Segment Start: Extracted entries

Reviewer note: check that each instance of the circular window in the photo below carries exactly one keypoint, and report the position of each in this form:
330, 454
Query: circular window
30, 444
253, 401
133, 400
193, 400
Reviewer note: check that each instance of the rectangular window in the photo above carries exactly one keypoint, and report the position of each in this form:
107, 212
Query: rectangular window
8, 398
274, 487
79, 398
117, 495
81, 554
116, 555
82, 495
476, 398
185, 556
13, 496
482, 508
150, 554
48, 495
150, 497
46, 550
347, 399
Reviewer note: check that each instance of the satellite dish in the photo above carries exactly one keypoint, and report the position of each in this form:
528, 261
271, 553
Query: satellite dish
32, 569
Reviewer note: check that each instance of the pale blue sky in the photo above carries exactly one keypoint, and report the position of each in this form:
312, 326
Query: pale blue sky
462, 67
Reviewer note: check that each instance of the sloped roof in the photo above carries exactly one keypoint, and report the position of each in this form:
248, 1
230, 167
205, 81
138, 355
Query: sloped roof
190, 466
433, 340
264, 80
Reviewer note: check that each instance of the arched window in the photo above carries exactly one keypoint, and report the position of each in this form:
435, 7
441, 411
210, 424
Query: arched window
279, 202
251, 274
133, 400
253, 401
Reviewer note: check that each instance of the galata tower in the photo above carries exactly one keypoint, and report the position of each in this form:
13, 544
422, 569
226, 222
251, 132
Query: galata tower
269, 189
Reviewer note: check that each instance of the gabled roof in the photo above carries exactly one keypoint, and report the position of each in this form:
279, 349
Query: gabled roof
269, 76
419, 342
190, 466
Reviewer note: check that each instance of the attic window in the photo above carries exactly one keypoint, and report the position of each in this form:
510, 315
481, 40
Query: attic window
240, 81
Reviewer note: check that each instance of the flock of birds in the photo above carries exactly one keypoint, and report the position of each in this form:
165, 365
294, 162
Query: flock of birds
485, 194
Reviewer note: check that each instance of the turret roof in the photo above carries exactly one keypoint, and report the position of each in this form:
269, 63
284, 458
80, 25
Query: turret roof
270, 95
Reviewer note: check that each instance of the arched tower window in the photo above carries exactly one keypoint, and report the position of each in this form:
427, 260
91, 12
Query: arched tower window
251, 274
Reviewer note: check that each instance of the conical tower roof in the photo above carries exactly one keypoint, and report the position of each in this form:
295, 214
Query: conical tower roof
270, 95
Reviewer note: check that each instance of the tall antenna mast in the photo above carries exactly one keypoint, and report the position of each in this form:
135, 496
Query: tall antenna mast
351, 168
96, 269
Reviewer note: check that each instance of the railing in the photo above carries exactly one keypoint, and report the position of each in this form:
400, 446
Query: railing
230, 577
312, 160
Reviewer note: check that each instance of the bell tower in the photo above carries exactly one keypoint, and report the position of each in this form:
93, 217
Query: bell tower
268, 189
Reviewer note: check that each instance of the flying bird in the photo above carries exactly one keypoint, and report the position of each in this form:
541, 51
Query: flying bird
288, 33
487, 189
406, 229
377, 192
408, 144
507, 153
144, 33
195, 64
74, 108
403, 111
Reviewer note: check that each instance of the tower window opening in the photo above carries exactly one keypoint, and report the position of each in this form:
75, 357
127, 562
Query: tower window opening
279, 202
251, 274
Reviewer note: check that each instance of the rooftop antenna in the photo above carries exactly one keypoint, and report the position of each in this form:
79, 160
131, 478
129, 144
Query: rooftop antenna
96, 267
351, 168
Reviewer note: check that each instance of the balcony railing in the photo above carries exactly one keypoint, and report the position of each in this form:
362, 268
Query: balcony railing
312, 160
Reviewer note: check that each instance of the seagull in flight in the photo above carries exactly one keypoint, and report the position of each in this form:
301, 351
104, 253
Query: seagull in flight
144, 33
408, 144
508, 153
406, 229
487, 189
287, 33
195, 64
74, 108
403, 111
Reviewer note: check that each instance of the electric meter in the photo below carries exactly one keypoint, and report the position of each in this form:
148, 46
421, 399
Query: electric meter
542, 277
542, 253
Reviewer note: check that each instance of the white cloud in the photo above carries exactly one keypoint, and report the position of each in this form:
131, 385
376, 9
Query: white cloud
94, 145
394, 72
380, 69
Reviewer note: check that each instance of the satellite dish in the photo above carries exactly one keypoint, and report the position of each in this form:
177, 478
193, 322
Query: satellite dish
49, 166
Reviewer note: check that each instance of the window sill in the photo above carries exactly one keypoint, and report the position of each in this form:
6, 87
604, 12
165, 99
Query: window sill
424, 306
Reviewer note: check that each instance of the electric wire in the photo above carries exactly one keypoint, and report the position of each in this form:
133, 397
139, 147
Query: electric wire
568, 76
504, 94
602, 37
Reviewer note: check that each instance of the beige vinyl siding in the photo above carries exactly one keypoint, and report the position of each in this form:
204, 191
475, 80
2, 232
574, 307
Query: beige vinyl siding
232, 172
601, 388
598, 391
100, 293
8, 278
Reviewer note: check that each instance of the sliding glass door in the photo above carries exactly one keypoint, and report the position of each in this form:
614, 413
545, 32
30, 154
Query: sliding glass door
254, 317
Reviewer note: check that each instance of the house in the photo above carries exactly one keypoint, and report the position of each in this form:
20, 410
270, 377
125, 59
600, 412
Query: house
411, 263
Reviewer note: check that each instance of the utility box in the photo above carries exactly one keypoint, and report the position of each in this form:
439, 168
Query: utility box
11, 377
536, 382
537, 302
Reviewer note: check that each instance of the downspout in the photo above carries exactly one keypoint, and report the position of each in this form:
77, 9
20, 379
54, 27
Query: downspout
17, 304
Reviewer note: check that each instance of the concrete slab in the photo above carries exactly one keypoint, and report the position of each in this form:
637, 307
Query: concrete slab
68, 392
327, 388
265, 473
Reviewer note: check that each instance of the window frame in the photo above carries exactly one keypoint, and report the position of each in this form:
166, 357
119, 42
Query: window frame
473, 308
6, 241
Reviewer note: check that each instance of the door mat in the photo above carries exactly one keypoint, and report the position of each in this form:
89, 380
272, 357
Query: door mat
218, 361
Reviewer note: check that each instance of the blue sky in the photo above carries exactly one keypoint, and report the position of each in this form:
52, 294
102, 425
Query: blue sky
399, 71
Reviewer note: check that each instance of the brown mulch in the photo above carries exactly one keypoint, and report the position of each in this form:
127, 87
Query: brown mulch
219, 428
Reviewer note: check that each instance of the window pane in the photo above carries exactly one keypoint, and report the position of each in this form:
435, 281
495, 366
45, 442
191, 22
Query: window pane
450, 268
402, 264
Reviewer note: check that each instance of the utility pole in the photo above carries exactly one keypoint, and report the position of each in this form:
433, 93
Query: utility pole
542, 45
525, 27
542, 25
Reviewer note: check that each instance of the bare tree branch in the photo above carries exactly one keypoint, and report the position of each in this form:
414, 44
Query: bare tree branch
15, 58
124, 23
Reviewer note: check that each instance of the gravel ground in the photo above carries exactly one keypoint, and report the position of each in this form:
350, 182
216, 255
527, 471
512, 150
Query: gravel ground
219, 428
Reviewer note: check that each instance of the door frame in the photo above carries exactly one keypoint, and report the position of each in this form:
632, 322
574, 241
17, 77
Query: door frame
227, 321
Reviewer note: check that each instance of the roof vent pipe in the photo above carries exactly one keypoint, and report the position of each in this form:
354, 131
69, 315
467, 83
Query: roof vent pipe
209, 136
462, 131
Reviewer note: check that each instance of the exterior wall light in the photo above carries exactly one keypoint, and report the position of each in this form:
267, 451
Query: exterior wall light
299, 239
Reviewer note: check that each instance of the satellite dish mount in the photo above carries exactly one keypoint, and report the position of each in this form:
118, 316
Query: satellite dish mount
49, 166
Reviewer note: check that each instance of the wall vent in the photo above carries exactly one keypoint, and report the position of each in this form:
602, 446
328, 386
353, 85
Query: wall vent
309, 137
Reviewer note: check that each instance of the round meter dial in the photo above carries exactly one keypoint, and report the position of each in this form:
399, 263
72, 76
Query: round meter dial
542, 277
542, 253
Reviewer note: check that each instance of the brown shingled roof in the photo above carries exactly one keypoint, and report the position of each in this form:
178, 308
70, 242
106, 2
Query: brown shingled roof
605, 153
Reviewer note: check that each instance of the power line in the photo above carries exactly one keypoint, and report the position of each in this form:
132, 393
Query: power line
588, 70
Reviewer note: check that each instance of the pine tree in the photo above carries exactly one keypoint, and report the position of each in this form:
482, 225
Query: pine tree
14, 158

Segment End: Extracted entries

Exercise directions >>
What lines in the data include the string "below"? Copy each one.

Task answer >>
Reviewer note: check that each instance of the circular window in the photo below carries exactly one keypoint, and report the position of each in this form:
Reviewer note: check that each instance of the electric meter in the photo below carries exactly one keypoint, and report the position of each in this form:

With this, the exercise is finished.